• The task:
Display each line of the records below that contains the word "fabric", and leave out all other lines.

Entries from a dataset
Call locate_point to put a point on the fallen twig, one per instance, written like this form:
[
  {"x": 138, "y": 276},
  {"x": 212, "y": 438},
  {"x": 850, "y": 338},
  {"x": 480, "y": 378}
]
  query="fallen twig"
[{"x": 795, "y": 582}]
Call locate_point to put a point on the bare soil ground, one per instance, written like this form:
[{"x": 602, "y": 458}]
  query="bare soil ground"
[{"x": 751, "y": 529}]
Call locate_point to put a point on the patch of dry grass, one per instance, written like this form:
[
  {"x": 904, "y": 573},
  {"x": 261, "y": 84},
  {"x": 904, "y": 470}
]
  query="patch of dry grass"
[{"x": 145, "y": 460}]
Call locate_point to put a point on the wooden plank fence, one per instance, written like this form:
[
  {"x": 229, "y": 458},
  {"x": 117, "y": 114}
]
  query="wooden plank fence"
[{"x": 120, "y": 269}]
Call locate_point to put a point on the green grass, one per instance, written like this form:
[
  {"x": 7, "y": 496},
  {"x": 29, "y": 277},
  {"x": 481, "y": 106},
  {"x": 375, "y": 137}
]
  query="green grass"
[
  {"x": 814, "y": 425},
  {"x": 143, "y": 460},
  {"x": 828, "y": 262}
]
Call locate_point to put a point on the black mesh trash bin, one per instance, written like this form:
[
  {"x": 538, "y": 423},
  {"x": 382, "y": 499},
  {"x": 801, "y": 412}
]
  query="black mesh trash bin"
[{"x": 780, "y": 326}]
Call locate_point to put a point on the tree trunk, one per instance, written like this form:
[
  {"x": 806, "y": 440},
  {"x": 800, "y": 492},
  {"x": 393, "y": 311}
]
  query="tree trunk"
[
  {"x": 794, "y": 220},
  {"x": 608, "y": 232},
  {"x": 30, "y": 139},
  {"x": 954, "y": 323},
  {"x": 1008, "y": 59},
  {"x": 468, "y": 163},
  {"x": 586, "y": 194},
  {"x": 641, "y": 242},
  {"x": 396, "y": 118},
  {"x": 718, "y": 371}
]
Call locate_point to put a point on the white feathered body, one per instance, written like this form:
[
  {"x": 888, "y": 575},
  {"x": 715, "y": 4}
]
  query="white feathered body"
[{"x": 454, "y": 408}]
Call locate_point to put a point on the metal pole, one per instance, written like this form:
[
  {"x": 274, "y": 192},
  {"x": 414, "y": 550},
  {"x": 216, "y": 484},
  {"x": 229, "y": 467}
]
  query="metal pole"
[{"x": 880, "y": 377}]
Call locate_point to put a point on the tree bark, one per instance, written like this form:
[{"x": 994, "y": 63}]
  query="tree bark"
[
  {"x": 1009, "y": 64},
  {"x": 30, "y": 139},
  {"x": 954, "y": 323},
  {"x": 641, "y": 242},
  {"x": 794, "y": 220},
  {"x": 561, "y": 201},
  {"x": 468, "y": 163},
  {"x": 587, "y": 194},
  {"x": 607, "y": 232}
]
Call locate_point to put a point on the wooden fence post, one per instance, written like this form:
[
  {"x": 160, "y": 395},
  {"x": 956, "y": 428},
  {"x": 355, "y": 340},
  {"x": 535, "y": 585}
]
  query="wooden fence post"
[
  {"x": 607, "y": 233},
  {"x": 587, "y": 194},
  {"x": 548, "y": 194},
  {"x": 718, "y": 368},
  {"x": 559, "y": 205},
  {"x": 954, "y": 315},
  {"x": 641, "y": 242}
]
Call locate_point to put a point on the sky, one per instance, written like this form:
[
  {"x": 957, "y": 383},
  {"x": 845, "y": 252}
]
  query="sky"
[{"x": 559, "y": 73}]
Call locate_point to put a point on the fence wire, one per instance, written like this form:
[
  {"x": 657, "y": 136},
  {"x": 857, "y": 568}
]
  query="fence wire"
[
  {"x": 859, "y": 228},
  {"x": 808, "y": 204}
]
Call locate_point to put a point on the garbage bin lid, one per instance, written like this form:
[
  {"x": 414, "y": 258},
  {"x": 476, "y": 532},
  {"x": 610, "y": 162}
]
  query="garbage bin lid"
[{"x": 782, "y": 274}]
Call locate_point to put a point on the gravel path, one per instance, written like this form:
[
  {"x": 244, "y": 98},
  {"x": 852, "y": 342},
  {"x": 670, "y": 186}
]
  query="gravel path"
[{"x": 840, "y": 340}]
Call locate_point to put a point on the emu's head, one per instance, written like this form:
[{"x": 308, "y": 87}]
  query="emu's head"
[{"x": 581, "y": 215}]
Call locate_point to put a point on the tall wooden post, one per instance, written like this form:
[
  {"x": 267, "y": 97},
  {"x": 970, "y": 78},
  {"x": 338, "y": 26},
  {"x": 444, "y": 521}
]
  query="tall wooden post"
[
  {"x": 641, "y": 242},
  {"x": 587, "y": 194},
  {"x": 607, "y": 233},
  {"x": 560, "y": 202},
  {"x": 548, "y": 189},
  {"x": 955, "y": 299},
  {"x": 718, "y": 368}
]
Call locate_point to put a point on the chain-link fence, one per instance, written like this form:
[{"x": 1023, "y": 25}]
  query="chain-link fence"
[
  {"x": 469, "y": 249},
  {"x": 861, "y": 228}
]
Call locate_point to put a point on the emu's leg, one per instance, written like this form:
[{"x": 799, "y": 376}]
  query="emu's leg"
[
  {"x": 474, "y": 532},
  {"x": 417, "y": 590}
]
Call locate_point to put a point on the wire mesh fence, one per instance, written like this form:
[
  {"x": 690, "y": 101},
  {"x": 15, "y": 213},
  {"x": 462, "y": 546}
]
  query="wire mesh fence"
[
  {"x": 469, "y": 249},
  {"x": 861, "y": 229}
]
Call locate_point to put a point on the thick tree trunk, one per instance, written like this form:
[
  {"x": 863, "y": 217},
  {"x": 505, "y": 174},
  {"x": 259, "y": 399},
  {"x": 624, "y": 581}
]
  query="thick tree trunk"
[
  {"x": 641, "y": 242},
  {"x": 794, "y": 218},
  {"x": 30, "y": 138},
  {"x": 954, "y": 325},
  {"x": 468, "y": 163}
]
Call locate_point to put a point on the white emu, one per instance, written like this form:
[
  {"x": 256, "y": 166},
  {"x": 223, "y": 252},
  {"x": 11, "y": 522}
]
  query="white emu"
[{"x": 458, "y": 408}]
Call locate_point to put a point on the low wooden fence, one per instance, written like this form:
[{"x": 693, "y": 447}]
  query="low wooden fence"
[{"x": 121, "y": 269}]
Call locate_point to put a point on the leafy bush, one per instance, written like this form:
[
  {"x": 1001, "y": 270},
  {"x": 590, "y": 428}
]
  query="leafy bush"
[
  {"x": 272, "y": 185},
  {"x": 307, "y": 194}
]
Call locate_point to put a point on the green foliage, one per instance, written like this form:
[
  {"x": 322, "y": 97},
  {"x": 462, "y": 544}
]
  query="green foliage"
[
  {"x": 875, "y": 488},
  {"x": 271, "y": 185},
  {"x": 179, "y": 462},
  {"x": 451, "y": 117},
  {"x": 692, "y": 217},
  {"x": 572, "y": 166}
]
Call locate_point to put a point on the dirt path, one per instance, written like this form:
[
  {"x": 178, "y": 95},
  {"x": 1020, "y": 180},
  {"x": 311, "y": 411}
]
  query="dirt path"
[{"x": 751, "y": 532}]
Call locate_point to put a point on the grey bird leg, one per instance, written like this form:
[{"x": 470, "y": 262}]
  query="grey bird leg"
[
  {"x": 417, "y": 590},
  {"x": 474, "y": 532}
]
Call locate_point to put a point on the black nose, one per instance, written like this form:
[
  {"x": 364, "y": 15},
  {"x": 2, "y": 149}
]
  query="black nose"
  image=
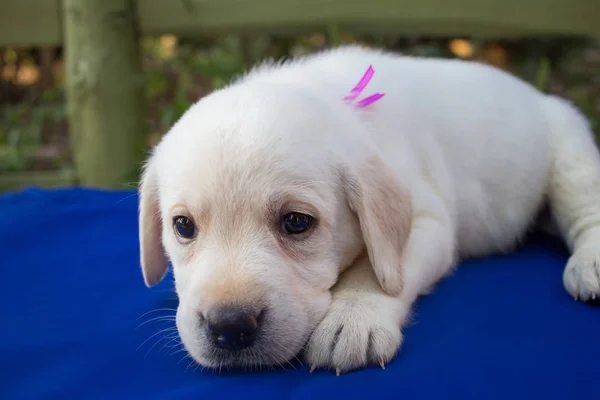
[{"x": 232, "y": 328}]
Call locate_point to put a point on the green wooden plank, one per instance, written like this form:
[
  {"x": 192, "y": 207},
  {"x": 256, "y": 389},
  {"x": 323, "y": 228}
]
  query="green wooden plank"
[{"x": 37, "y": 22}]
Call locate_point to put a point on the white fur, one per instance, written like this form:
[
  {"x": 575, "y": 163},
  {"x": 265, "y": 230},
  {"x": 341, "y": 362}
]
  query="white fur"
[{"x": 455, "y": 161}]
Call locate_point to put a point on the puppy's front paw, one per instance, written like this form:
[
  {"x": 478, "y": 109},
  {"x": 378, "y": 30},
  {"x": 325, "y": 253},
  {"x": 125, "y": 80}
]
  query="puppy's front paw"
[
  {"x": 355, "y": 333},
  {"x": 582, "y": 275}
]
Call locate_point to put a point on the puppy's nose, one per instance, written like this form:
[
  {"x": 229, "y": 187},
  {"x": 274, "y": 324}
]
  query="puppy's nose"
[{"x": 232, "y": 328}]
---
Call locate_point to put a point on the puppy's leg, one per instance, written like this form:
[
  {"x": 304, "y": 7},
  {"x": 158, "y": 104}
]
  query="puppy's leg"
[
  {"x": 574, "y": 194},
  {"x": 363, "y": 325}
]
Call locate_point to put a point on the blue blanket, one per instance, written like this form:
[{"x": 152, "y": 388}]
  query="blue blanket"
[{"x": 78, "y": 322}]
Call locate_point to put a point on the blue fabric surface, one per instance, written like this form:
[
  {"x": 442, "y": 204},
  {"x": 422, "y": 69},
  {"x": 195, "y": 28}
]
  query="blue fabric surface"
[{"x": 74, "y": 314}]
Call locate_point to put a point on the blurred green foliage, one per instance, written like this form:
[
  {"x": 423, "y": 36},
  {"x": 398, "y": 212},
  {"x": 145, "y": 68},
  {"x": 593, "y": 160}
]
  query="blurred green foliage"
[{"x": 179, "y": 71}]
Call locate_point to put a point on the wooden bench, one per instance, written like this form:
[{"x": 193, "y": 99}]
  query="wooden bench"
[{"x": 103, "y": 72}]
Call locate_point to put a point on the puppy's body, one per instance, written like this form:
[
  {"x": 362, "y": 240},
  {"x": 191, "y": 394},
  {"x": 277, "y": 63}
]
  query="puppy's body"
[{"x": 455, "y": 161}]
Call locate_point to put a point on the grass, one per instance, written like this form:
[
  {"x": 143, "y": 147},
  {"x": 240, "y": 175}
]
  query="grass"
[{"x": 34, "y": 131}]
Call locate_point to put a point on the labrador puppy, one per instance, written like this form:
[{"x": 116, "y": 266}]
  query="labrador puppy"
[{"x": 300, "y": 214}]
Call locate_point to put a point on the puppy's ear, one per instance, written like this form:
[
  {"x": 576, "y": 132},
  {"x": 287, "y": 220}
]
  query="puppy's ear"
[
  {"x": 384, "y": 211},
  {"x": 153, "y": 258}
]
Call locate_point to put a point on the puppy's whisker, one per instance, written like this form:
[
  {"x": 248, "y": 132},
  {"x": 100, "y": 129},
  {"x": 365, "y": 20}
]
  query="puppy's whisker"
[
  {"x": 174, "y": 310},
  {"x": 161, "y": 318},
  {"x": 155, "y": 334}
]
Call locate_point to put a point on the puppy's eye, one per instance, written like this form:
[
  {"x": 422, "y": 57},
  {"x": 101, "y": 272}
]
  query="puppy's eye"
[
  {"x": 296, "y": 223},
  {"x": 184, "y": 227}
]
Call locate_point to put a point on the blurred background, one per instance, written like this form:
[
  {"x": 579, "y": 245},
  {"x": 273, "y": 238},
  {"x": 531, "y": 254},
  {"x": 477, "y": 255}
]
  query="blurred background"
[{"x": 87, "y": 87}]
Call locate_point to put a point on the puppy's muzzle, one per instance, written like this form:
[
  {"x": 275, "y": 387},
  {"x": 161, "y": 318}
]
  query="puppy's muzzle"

• Answer to the task:
Call locate_point to put a point on the blue fabric surface, one per instance, written like this form:
  query="blue fabric surface"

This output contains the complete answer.